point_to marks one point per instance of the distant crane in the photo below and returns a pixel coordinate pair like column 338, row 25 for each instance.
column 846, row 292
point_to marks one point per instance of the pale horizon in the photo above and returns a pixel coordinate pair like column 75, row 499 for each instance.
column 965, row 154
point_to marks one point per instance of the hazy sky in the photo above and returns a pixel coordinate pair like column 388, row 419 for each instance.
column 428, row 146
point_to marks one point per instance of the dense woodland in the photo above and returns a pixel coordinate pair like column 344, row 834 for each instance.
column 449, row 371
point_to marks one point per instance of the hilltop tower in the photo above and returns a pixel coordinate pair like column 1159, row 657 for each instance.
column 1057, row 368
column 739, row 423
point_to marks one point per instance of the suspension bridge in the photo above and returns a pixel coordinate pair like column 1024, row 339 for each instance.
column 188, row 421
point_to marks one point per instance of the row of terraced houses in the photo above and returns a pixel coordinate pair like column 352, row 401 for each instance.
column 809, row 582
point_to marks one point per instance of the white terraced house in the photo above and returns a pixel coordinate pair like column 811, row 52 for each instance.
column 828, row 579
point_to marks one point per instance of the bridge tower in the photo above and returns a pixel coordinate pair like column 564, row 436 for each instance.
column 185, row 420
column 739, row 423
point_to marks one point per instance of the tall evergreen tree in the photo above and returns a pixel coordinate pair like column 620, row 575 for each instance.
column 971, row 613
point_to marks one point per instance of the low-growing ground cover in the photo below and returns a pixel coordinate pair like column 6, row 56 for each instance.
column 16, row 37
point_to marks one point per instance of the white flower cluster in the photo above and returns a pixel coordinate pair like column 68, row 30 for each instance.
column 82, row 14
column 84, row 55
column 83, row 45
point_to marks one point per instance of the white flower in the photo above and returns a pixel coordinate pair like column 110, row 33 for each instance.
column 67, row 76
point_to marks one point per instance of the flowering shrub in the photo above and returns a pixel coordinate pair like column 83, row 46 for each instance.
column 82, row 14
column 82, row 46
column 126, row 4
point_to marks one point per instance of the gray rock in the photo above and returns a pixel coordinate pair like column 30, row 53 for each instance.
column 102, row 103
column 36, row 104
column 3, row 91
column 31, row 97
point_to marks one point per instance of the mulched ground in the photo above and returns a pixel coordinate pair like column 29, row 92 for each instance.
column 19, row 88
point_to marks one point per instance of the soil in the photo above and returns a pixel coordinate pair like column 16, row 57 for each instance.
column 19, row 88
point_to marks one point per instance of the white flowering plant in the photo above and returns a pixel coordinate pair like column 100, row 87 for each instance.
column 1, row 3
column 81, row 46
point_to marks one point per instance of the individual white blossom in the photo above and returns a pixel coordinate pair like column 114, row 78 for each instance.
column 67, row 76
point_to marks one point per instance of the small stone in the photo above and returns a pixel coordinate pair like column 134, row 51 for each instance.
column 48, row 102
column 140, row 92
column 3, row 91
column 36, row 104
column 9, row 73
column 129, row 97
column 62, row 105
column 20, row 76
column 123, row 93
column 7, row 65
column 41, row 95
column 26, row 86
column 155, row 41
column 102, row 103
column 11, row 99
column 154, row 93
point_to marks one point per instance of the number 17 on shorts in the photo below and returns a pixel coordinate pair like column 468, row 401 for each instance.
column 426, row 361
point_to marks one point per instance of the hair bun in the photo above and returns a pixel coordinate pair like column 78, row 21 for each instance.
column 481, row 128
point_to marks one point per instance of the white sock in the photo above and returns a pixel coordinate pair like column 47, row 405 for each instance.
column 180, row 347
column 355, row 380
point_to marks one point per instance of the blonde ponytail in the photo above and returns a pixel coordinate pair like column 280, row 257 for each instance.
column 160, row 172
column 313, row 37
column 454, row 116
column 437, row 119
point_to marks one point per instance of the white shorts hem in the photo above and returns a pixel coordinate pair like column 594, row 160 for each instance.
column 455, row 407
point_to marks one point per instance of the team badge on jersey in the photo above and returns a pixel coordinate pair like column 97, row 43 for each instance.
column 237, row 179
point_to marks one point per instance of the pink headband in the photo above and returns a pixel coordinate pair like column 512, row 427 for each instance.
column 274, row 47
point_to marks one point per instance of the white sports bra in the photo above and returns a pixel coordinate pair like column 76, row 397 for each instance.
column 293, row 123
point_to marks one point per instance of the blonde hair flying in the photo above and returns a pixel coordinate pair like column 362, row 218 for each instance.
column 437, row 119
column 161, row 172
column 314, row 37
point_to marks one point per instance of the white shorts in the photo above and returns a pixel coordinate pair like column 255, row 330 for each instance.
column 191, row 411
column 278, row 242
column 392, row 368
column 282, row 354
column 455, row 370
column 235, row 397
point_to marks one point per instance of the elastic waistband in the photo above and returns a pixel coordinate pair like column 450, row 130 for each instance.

Required action
Please write out all of the records above, character for character.

Solution to the exercise
point_to marks one point per instance of the distant crane in the photo below and returns a pixel coordinate pair like column 338, row 25 for each instance.
column 846, row 292
point_to marks one point per instance of the pale horizon in the photo above and returns a pixel coordinate pair like column 75, row 499 for each instance.
column 965, row 154
point_to marks one point per instance of the hazy sky in the photo above and returns a pixel coordinate pair like column 388, row 419 for each instance.
column 428, row 146
point_to marks one point per instance of the dense woodland in the photo above and returns a pixel coordinate pair like column 344, row 834 for each instance.
column 449, row 371
point_to marks one point per instance of the hilltop tower in the photo above and returns a pixel coordinate pair like column 1159, row 657 for each instance.
column 1057, row 368
column 739, row 423
point_to marks one point per instance of the suspension bridge in the photo above and returns a pixel coordinate pair like column 1024, row 339 for each instance.
column 188, row 421
point_to marks one point per instance of the row of terraced houses in the photo above and returns a pixel coordinate pair like column 352, row 401 for each instance.
column 809, row 582
point_to marks one point per instance of the white terraced house in the photo above and returns a pixel coordinate pair like column 811, row 52 for each instance.
column 828, row 579
point_to marks one point per instance of the bridge tower in the photo above and returns a pixel coordinate pair like column 564, row 436 for each instance.
column 185, row 420
column 739, row 423
point_to marks one point per instance of the tall evergreen tree in the photo above and returns a pixel coordinate pair like column 620, row 575 for each instance.
column 971, row 613
point_to marks one point per instance of the low-growing ground cover in the photo below and returns a pixel coordinate pair like column 6, row 56 for each instance.
column 16, row 37
point_to marks one point per instance of the white flower cluster in the photo above and returns a pixel coordinate pair like column 68, row 30 for each instance.
column 82, row 14
column 84, row 55
column 83, row 45
point_to marks one point per instance of the white flower in the photo above and returns a pixel coordinate pair like column 110, row 33 for each instance.
column 67, row 76
point_to marks one point per instance of the flowering shrub in the photo above and returns a pixel coordinate pair like column 83, row 46 for each instance.
column 82, row 14
column 82, row 46
column 126, row 4
point_to marks one point per instance of the gray rock in the photo above and returns a pixel coordinate pair like column 30, row 53 for each instance.
column 102, row 103
column 36, row 104
column 3, row 91
column 31, row 97
point_to marks one point per instance of the mulched ground in the photo above and returns a pixel coordinate pair like column 29, row 92 for each instance.
column 19, row 88
point_to marks one point per instance of the soil in the photo above and returns a pixel coordinate pair like column 16, row 57 for each instance.
column 19, row 88
point_to marks one point per instance of the white flowering plant in the photo above and returns a pixel coordinate pair like column 100, row 87 for each instance.
column 1, row 3
column 81, row 46
point_to marks one point per instance of the individual white blossom in the photo above and returns a pixel coordinate pair like column 114, row 78 for each instance.
column 67, row 76
point_to marks one point per instance of the small stone in the photo above and returns a pixel coordinate pair like column 134, row 51 for each instance.
column 48, row 102
column 140, row 92
column 3, row 91
column 36, row 104
column 9, row 73
column 129, row 97
column 62, row 105
column 20, row 76
column 123, row 93
column 7, row 65
column 41, row 95
column 26, row 86
column 155, row 41
column 102, row 103
column 11, row 99
column 154, row 93
point_to marks one point per instance of the number 17 on shorts in the photo below and returns a pixel coordinate pair like column 468, row 401 for each instance.
column 426, row 361
point_to marks one point per instance of the hair bun in the photo above and returns a pixel coordinate pair like column 78, row 21 for each instance.
column 481, row 128
point_to marks one point per instance of the white sock in the photo above and returns a pixel coordinate pair like column 47, row 405 for each instance.
column 180, row 347
column 355, row 380
point_to marks one point per instance of the blonde ponytail in the photo above and returns a pixel coordinate pair like column 280, row 257 for each instance.
column 160, row 172
column 313, row 37
column 454, row 116
column 437, row 119
point_to marks one point per instance of the white shorts hem in the photo above and returns a pixel coordinate pair like column 594, row 160 for each instance.
column 455, row 407
point_to marks one point per instance of the team badge on jersey in the photo above and returns a pixel coordinate pair like column 97, row 43 for each instance.
column 237, row 179
point_to marks one point per instance of the pink headband in the photo above and returns a pixel coordinate pair like column 512, row 427 for each instance.
column 274, row 47
point_to marks one point per instance of the white sports bra in the photo above and returns a pixel coordinate pair like column 76, row 397 for each instance.
column 293, row 123
point_to marks one point per instance of the blonde hair flying in the photo above and returns a pixel coordinate pair like column 362, row 218 for each instance.
column 437, row 119
column 161, row 172
column 314, row 37
point_to marks one point per instance of the white shorts in the photo above and returns a pixel coordinate pair like column 255, row 330 for each instance.
column 191, row 411
column 278, row 242
column 392, row 368
column 282, row 354
column 455, row 370
column 235, row 397
point_to marks one point per instance of the elastic waistband in the photo above and returns a pixel coordinate pair like column 450, row 130 for each instance.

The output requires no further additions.